***** Stored data
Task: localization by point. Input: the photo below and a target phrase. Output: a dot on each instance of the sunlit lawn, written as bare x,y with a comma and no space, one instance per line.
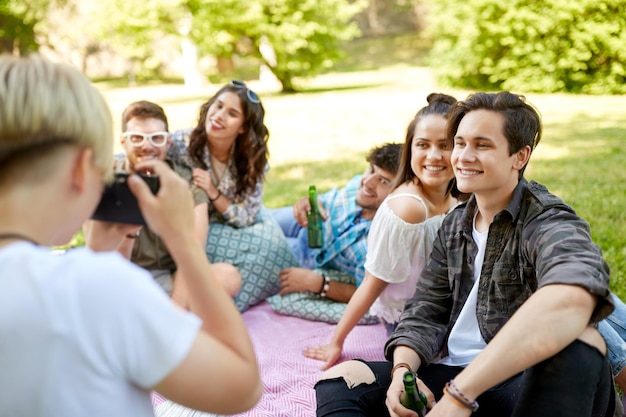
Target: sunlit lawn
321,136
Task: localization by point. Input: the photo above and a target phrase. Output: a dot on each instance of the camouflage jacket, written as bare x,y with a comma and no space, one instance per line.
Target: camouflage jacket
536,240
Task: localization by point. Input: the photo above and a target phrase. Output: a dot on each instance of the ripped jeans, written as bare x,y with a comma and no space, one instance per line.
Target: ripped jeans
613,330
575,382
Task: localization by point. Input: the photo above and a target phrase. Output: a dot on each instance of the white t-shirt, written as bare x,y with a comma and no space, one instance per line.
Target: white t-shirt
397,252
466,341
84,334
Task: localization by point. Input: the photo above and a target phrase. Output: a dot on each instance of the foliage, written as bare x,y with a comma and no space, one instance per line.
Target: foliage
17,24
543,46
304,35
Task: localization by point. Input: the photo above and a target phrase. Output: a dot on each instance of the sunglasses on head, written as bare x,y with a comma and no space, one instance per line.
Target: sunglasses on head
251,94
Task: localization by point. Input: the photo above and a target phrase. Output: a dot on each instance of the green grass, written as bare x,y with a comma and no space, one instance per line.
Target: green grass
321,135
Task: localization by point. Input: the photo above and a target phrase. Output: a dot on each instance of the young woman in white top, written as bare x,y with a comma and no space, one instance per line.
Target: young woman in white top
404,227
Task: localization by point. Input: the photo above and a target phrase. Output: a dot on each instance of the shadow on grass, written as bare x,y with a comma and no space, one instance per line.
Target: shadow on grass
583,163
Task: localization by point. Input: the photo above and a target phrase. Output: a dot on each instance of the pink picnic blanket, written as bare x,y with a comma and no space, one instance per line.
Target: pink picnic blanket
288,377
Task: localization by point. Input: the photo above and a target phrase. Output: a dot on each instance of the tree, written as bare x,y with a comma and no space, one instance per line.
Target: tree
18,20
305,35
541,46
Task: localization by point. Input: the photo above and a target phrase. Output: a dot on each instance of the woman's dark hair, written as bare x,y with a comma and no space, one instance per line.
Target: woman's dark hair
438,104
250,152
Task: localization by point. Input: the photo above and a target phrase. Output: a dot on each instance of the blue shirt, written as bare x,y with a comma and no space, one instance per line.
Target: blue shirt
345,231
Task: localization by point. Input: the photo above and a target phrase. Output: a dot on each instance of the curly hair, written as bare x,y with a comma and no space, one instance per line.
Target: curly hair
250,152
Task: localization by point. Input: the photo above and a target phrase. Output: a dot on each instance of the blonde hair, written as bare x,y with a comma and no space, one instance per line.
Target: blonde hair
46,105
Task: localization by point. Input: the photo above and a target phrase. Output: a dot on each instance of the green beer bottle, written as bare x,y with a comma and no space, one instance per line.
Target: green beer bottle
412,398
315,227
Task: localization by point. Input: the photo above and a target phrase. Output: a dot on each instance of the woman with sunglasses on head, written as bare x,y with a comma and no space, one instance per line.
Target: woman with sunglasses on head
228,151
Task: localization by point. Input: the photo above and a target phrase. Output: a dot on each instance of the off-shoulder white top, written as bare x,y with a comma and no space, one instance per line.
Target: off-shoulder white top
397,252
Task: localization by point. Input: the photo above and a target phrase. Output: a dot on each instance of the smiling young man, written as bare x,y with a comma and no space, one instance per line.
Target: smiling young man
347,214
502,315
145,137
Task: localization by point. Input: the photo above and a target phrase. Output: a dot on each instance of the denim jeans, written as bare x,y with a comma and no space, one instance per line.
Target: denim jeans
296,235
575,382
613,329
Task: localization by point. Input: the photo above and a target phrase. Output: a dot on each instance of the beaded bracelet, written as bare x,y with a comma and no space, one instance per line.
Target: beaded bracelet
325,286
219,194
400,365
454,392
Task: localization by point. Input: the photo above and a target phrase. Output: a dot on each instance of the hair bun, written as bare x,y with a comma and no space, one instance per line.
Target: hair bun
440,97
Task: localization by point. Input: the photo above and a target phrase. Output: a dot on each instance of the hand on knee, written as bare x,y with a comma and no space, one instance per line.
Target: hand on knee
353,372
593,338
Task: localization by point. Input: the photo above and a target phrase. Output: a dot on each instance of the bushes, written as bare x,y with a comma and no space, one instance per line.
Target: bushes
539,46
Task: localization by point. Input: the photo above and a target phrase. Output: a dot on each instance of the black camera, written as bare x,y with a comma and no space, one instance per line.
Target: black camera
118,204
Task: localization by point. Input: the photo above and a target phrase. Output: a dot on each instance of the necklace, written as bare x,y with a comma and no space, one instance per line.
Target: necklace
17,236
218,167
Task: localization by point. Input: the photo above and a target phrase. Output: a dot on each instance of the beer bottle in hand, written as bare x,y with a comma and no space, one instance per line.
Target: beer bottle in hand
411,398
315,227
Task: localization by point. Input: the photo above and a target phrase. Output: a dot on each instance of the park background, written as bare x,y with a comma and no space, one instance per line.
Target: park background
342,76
**********
What you will do:
Swap "target phrase" for "search phrase" in the rows starting at the line that contains "of the beer" and ending at the last row, and give those lines again with nothing else changed.

Result of this task:
Task: localization by point. Input: the photo above and a search phrase. Output: a dot on each instance of the beer bottle in hand, written as bare x,y with a comma and no space, one instance per line.
Target: beer bottle in hand
411,398
315,227
Task: localization by point. Input: the photo above and a search phrase. Output: a dot on each instance of the park background, written as bare x,y with a comma and no space, one instance per line.
Target: park background
342,76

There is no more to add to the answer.